↓

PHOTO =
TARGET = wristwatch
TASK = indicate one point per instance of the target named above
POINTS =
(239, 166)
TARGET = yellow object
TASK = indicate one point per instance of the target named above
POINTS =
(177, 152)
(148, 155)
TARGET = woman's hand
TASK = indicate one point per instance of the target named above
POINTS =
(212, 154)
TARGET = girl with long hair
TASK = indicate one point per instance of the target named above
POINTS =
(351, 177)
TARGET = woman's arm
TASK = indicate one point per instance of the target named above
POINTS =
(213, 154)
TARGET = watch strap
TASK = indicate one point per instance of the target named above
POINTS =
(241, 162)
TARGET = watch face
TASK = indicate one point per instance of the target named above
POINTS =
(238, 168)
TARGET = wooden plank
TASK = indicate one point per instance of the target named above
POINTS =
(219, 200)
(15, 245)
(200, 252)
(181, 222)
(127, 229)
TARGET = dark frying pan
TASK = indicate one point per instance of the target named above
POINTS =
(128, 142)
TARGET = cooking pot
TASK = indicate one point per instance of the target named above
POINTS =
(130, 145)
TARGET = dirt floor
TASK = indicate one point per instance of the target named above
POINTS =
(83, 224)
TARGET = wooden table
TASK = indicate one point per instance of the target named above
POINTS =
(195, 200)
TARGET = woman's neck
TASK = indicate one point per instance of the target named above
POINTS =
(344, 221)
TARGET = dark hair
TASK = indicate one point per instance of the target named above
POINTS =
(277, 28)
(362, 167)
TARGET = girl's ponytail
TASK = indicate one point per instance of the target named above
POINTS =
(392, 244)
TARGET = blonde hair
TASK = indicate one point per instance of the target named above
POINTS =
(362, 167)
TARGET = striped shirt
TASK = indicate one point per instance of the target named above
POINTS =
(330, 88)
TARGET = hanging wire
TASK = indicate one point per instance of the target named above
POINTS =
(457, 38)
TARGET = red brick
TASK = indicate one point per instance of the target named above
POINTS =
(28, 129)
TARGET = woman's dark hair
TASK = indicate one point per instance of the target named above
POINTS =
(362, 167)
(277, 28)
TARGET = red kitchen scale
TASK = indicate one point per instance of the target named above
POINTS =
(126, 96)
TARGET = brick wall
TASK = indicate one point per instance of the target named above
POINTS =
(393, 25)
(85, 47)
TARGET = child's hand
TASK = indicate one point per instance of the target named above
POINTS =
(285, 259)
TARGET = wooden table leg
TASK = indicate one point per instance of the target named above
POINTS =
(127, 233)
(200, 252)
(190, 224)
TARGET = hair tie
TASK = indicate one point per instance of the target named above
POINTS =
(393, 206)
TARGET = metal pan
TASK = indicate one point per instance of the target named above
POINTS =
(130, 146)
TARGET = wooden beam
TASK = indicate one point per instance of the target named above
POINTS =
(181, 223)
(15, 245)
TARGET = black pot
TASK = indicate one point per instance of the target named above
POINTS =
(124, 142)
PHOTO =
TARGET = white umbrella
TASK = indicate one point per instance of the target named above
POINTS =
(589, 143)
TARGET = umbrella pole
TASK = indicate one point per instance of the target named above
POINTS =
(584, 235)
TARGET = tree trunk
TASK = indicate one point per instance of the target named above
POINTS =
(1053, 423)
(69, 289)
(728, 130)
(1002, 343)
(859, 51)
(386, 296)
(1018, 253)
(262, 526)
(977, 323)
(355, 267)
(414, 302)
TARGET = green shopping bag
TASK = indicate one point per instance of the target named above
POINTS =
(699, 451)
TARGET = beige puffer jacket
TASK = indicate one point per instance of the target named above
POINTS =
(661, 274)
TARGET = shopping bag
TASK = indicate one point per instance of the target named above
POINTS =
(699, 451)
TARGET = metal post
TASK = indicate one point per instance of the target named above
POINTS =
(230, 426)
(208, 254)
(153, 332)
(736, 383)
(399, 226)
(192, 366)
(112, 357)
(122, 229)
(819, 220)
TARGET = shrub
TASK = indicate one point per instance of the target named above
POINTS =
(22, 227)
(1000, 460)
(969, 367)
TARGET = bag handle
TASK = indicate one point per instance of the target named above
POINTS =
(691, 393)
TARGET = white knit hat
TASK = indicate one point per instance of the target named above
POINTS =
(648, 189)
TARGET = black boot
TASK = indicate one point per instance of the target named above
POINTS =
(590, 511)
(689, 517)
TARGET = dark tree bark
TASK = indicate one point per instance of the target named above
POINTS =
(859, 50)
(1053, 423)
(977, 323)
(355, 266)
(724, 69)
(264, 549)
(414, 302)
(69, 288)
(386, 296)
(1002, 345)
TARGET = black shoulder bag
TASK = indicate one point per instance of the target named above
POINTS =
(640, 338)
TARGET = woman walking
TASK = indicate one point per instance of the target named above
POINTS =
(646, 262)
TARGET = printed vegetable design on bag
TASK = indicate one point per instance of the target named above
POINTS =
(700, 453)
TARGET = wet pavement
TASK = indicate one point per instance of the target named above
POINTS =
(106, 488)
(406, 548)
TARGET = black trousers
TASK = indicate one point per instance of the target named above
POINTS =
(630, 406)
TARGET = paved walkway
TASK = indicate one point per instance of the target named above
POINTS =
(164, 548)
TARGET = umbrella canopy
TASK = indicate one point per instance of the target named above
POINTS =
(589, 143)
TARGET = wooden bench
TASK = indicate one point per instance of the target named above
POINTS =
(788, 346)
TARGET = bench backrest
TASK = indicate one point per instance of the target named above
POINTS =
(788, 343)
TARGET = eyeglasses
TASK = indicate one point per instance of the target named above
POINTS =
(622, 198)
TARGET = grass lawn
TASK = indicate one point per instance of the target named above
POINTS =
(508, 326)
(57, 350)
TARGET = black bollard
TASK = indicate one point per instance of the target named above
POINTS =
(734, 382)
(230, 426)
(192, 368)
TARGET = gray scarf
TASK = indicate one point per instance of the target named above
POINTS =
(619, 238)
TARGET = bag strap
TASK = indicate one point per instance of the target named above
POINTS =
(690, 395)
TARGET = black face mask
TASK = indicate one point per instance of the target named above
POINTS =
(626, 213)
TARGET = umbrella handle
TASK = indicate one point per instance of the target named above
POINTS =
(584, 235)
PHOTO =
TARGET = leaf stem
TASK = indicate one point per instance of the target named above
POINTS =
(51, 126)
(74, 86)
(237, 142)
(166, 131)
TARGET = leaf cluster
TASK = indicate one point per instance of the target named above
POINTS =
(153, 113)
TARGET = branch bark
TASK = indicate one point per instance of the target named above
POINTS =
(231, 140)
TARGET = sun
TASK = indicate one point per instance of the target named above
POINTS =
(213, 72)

↑

> Task directions
The lines to quote run from the one containing "TARGET = printed vegetable design on bag" through the final line of the material above; please give them exactly, both ends included, and nothing else.

> Task answer
TARGET = printed vegetable design on bag
TASK = indicate one point per instance of the target named above
POINTS =
(700, 453)
TARGET = wet pavement
TASK = indicate one point per instance of the target named above
POINTS =
(106, 488)
(406, 548)
TARGET = black trousers
TASK = indicate one point per instance of the target named above
POINTS =
(630, 406)
TARGET = paved walkway
TASK = indicate one point per instance of the target named above
POINTS =
(164, 548)
TARGET = umbrella canopy
TASK = indicate one point per instance of the target named above
POINTS =
(589, 143)
TARGET = wooden bench
TASK = indicate one point per instance of the target named above
POINTS =
(788, 346)
TARGET = bench backrest
TASK = indicate one point per instance of the target named above
POINTS =
(788, 343)
TARGET = eyeglasses
TASK = indicate one point per instance of the target named above
POINTS =
(622, 198)
TARGET = grass lawn
TASK = indicate one point per instance of the target named above
POINTS =
(508, 326)
(57, 350)
TARGET = black bollard
TASK = indicate one point per instance of the target named above
POINTS =
(734, 382)
(230, 426)
(192, 368)
TARGET = gray scarf
TASK = indicate one point per instance of the target named above
POINTS =
(619, 238)
TARGET = bag strap
TASK = indicate one point per instance of the target named above
POINTS =
(690, 395)
TARGET = black face mask
TASK = indicate one point per instance of the target named above
POINTS =
(626, 213)
TARGET = umbrella handle
TASK = indicate one point per instance of the target named above
POINTS =
(584, 235)
PHOTO =
TARGET = leaf stem
TASK = indicate one point per instance of the target named above
POINTS =
(51, 126)
(74, 86)
(237, 142)
(166, 131)
TARGET = leaf cluster
TASK = indicate one point per instance of the target named above
POINTS =
(153, 113)
TARGET = branch bark
TASK = indicate one point per instance of the target named above
POINTS =
(231, 140)
TARGET = sun
TASK = indicate one point per instance of the target named above
POINTS =
(213, 72)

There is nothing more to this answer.